Start of Source information

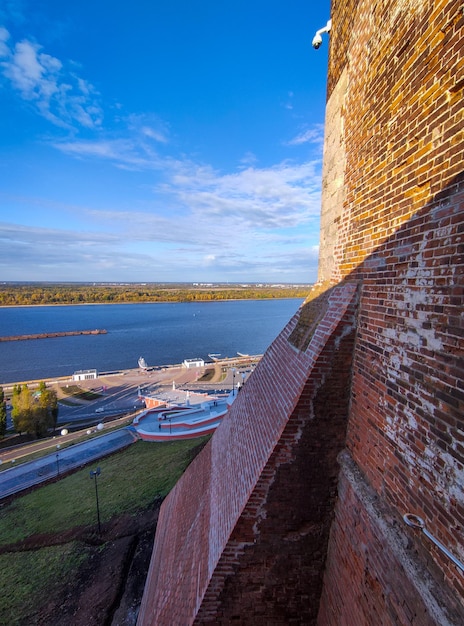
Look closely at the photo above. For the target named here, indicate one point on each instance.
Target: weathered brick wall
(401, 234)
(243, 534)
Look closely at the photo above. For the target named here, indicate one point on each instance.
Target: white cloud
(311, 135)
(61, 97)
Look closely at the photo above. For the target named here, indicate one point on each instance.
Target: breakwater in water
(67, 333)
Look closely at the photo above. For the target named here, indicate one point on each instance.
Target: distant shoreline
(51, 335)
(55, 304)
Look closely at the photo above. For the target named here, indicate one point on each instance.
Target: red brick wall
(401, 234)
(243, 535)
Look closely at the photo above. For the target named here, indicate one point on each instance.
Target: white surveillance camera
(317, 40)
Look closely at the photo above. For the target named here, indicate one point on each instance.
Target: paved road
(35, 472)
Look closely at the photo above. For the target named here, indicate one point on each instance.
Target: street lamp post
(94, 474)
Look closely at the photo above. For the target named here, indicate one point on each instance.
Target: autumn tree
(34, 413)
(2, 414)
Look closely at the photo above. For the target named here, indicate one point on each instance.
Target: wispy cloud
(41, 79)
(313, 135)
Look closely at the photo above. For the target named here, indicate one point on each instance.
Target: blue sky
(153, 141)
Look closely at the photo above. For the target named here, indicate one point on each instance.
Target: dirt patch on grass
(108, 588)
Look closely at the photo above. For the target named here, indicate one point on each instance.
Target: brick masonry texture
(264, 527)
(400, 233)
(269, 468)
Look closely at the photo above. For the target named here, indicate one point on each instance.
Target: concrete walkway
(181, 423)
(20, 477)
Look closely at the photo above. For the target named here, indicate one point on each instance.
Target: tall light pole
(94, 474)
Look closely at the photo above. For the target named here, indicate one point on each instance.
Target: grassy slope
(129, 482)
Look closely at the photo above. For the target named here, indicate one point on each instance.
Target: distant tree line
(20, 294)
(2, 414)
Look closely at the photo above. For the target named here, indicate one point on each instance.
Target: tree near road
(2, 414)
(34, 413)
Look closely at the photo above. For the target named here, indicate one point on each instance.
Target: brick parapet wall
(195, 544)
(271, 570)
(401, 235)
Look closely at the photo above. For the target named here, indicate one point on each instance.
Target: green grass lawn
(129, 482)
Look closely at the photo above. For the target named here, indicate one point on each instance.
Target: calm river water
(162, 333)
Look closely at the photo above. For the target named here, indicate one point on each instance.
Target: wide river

End of Source information

• **How to complete this task**
An exact copy of every entry, minus the pictures, is what you should return.

• **Exercise result**
Look closely at the photo above. For the target named here, indicate one point on each instance.
Target: weathered brick wall
(401, 234)
(243, 534)
Look closely at the photo above. For the target named here, indicate one point on each instance.
Target: white cloud
(311, 135)
(61, 97)
Look closely at the photo above. For the target named here, indicate one point on each instance.
Target: breakwater in water
(67, 333)
Look closely at the photo above. For the target named here, indicate one point on each instance.
Target: distant shoreline
(51, 335)
(55, 304)
Look closely at the photo above. For the target named here, indicate one point on each instance.
Target: red brick wall
(401, 234)
(243, 535)
Look closely at the photo above. For the target named here, indicate one point on each instance.
Target: white surveillance camera
(317, 40)
Look closely at the photo above. For the target named here, indicate one point on each instance.
Target: paved road
(35, 472)
Look closely at the photo above. For the target named here, indicate one point on each instance.
Target: street lamp post
(94, 474)
Look closely at the photo above. For the target named here, indicate one point on each instance.
Target: autumn tree
(34, 413)
(2, 414)
Look closely at the photo above. For the target named here, indicate one point on each instance.
Target: wispy cloud
(41, 79)
(313, 135)
Look closely at the photo above. For the target named here, indicate one point on each instance.
Target: blue sky
(153, 141)
Look closely at the photo above. For the target named here, indicate one point on each instance.
Target: dirt patch on grass
(108, 588)
Look closely at the photo above. For the target named here, indicate one point on each instance.
Target: brick masonry texture
(264, 527)
(400, 233)
(269, 468)
Look closely at the photo above. For the target named here, indicate one point on each instance.
Target: concrete walkway
(181, 423)
(20, 477)
Look closely at the photo above. For the target named here, indicate one point on each instance.
Target: tall light pole
(94, 474)
Look closely at the photo above. For the target named here, indicate one point on each instance.
Target: grassy slope
(129, 482)
Look closely at the photo above. For the target named here, indicate one point on each instance.
Target: distant tree line
(20, 294)
(2, 414)
Look closely at the photo above. For the target named here, indicate one point on each instance.
Target: tree near road
(2, 414)
(34, 413)
Look closely at the photo above. For the target named here, indicate one point on each instance.
Target: brick parapet wall
(195, 544)
(271, 570)
(401, 235)
Look closely at the photo above. For the target named here, indicate one point on each instance.
Target: green grass lawn
(129, 482)
Look closely at the photo above. For the target named here, indicate one point on each instance.
Target: calm river water
(162, 333)
Look closely at the photo above. For the target named here, indicate one point on each instance.
Target: wide river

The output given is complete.